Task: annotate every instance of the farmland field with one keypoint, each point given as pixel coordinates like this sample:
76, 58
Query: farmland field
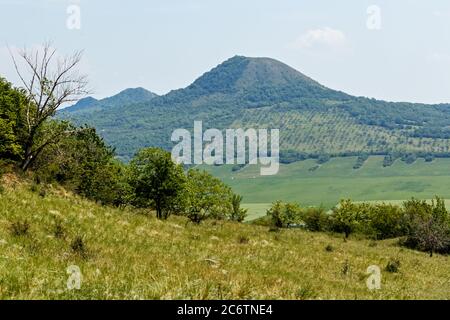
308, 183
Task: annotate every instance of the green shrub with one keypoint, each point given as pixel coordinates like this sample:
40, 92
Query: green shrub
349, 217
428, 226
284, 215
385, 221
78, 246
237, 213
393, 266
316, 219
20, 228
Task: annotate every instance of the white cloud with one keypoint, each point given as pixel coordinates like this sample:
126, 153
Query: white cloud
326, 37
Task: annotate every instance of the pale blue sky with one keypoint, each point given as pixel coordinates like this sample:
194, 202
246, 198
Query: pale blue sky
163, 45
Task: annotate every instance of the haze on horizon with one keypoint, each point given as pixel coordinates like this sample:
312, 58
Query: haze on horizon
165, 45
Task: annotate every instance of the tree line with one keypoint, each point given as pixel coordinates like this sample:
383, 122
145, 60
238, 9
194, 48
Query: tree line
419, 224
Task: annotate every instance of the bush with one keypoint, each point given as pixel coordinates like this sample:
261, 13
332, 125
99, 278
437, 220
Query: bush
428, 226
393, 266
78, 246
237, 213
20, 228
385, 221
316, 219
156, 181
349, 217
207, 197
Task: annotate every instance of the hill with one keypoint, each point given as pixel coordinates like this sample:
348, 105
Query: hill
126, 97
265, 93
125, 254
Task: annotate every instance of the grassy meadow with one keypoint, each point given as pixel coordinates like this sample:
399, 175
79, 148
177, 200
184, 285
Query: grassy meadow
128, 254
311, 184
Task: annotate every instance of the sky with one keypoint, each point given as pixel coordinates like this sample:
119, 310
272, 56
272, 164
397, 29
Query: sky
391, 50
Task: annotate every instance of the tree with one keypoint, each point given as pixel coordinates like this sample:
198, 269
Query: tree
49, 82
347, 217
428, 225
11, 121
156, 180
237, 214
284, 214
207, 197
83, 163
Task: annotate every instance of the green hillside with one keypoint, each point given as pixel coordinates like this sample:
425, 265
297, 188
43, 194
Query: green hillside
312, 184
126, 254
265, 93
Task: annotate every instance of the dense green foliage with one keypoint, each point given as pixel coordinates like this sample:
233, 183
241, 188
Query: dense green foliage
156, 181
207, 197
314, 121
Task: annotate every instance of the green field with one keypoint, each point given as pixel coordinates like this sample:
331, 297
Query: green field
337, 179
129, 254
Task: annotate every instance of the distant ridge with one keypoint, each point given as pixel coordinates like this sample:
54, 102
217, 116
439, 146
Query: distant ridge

______

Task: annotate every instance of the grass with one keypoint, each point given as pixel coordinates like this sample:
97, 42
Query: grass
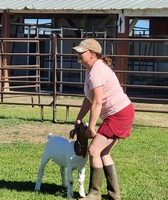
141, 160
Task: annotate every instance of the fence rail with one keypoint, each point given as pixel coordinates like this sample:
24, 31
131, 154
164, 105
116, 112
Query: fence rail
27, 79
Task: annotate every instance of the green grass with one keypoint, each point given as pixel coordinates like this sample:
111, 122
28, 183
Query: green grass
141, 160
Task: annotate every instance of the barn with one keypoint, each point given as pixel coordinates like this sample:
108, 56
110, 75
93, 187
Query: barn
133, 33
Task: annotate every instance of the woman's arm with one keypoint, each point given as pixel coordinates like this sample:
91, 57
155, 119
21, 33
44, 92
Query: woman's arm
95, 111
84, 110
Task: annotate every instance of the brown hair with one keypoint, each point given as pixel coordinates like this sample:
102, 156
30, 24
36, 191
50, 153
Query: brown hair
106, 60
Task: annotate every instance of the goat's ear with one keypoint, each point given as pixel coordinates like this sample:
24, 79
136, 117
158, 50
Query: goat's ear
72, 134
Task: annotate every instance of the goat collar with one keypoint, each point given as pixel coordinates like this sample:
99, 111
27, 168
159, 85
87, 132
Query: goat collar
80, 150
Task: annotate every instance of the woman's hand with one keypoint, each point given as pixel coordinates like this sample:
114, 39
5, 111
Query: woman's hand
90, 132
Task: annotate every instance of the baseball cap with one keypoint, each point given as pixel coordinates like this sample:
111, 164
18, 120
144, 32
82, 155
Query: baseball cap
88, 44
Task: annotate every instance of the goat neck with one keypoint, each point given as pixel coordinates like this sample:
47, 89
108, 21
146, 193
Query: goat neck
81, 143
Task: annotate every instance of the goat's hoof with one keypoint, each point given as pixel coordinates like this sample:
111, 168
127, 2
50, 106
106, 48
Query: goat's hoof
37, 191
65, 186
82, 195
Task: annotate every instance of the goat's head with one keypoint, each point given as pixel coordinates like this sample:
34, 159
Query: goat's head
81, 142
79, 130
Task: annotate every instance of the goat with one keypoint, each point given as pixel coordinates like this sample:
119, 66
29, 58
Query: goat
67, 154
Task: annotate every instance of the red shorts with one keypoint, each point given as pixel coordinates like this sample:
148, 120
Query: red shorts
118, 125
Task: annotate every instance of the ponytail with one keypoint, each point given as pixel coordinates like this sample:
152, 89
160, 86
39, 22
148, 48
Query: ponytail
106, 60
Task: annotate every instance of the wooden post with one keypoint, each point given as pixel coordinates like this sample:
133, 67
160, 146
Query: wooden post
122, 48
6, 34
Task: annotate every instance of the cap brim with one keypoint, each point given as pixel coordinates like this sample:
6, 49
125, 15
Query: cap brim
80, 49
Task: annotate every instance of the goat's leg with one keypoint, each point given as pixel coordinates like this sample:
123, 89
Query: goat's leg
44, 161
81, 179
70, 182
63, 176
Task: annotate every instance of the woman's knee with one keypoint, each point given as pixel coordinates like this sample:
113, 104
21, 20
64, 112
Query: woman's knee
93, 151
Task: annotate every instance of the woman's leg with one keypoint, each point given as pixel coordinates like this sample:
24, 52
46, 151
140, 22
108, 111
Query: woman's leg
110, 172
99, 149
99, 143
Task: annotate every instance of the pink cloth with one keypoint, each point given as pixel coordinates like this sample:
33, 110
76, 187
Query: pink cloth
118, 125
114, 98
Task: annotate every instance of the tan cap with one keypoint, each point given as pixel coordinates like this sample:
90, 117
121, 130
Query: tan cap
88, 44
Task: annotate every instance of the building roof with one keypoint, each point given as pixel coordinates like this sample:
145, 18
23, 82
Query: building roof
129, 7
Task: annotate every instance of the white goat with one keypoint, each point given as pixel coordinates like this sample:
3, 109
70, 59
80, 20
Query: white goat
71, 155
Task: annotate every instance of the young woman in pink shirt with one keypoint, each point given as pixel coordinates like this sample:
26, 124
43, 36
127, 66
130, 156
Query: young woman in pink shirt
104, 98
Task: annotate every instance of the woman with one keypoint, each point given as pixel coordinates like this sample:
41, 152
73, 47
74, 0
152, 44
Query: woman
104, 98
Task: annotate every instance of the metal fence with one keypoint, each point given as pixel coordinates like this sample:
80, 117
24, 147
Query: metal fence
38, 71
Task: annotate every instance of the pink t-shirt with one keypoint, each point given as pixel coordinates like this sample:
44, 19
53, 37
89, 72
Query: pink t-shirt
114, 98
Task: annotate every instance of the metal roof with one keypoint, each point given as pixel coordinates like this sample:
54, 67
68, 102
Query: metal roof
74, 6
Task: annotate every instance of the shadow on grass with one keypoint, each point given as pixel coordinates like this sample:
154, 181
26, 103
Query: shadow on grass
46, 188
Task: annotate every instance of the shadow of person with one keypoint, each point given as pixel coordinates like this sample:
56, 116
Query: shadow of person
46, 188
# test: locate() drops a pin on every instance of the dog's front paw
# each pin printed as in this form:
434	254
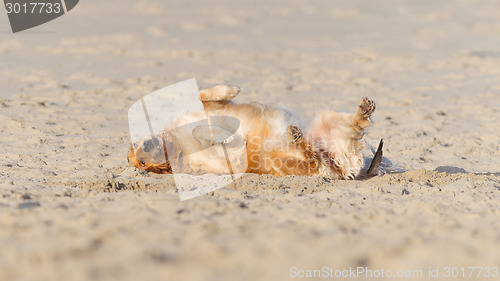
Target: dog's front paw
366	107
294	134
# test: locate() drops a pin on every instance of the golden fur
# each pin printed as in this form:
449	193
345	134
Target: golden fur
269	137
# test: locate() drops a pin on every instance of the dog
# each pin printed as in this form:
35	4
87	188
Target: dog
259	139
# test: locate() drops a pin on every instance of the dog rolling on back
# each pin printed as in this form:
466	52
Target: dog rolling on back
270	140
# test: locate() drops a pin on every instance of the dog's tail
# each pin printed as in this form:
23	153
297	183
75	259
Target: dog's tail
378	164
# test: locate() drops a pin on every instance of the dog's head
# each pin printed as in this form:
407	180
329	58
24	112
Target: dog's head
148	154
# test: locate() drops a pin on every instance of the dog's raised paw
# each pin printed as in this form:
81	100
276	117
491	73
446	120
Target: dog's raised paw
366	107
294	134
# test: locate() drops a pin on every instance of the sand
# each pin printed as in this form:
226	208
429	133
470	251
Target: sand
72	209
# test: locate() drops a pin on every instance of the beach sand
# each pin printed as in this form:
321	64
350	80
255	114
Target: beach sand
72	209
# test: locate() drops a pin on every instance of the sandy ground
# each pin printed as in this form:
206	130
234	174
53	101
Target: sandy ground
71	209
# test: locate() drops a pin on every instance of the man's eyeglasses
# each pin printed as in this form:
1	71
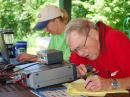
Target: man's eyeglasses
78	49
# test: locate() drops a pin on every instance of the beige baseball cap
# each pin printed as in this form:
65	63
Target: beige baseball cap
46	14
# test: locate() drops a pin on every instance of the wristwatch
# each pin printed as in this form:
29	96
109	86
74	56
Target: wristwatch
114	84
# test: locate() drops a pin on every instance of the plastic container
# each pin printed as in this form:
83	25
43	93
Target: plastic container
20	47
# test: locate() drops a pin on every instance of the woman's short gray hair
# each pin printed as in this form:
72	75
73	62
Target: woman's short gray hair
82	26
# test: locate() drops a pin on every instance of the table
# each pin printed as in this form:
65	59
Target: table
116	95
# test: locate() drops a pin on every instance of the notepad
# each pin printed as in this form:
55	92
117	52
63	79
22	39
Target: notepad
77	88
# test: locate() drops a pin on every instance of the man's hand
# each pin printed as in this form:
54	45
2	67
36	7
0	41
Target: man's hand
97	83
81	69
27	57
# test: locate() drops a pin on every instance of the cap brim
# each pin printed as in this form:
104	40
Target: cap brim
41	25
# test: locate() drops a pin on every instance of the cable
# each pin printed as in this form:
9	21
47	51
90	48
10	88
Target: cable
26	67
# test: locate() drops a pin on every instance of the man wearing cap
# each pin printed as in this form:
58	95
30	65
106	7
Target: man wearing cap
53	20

______

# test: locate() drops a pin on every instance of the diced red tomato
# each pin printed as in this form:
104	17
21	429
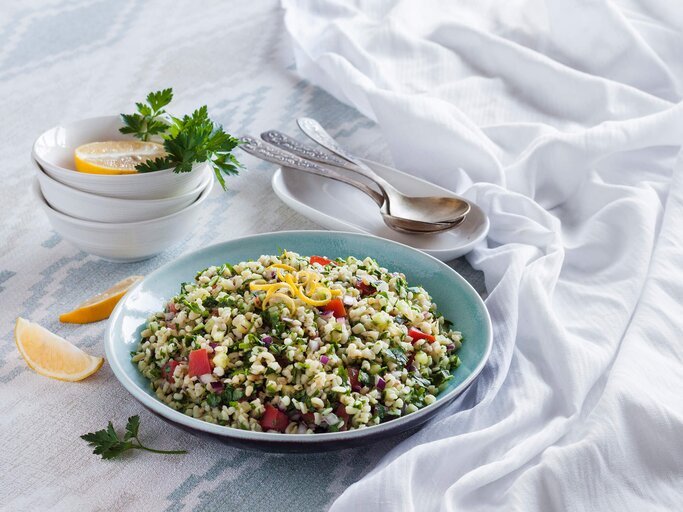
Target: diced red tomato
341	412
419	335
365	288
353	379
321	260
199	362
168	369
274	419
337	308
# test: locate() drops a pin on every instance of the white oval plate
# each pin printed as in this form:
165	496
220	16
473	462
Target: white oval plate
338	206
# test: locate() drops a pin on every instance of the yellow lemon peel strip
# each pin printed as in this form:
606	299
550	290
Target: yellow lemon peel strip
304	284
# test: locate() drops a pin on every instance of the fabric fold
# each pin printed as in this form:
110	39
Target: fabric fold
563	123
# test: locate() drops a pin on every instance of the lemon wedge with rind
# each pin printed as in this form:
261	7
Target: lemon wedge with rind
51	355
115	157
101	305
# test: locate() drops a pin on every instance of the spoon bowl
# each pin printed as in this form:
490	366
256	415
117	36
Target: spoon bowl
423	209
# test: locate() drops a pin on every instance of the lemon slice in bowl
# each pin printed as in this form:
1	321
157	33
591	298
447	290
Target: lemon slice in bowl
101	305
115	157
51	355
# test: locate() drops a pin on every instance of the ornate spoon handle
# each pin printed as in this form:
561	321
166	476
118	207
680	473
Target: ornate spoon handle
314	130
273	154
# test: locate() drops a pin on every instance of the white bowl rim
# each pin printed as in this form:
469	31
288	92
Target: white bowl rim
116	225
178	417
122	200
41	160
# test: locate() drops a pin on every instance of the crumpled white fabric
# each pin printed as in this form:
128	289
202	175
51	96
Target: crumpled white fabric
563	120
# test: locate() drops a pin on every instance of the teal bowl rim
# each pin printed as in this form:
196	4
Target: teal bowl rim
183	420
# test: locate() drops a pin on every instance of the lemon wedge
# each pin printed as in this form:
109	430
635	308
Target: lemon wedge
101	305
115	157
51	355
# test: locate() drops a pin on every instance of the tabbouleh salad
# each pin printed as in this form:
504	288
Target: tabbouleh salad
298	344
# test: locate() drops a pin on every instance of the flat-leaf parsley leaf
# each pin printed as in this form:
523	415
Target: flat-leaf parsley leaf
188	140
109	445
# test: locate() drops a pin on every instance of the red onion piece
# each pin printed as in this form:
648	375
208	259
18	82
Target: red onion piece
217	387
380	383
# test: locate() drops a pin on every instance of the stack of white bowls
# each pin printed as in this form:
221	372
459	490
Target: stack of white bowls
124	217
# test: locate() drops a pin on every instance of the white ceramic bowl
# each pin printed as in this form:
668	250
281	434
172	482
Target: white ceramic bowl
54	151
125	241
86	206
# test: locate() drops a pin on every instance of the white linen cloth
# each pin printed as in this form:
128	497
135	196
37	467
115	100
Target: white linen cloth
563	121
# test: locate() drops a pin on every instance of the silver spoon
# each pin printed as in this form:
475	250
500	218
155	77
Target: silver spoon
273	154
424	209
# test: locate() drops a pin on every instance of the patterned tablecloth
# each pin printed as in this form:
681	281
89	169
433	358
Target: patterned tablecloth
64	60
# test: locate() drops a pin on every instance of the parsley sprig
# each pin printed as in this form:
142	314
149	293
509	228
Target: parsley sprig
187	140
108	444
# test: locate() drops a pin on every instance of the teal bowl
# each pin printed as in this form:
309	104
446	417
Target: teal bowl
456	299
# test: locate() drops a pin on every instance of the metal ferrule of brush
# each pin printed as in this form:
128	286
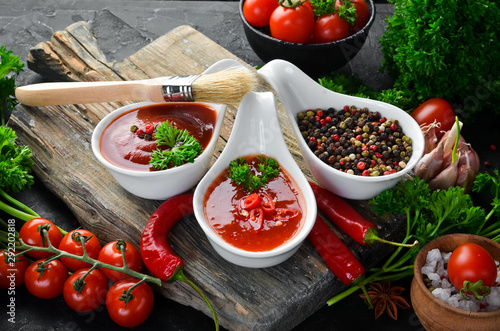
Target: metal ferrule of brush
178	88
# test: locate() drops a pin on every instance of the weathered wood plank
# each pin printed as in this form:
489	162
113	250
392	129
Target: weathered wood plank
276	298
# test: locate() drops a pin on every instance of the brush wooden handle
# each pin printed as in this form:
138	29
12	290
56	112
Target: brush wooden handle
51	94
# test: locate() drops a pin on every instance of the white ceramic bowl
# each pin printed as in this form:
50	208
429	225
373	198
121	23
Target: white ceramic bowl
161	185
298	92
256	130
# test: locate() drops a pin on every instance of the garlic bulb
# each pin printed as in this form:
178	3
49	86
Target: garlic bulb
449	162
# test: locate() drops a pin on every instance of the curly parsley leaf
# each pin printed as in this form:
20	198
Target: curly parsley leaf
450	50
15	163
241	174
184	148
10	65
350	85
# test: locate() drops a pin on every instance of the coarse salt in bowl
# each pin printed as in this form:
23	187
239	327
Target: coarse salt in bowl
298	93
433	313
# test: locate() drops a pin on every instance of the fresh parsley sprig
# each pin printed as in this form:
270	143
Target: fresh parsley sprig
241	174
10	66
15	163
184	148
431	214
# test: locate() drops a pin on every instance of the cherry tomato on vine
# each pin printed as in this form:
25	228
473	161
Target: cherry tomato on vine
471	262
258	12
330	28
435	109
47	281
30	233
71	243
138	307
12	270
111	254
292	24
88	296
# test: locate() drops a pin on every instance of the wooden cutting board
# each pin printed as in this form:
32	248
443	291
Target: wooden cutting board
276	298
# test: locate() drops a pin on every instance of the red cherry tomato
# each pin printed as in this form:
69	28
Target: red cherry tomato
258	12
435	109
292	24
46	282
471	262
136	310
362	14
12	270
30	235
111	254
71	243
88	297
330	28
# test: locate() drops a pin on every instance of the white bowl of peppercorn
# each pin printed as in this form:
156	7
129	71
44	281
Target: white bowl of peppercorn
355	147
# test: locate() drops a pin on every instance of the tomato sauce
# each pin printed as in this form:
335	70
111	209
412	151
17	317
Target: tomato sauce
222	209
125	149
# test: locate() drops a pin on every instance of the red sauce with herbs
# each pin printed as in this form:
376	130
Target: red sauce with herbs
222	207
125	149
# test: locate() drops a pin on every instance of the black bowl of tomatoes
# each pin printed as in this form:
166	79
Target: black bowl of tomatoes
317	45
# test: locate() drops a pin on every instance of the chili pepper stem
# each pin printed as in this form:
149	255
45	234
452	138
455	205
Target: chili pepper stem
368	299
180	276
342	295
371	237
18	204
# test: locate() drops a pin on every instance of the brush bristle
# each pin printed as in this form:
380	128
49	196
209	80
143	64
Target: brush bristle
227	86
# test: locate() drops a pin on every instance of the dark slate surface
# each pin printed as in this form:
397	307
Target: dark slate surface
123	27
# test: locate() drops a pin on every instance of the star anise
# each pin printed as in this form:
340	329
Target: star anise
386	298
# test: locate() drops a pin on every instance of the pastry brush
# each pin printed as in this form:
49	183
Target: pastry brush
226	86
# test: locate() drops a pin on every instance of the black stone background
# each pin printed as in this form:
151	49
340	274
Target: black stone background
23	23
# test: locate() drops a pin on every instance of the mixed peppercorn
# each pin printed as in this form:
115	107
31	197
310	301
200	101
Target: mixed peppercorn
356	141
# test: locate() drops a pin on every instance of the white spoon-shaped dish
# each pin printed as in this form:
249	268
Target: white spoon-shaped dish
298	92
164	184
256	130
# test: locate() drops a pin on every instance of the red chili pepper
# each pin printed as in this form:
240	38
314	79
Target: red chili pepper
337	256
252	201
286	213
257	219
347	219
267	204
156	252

______

The exercise is to copy out every line above that has the word "distant" in it.

Task output:
Task: annotate every instance of the distant ridge with one keypoint, each point given as pixel coordinates like this sample:
Query: distant ridge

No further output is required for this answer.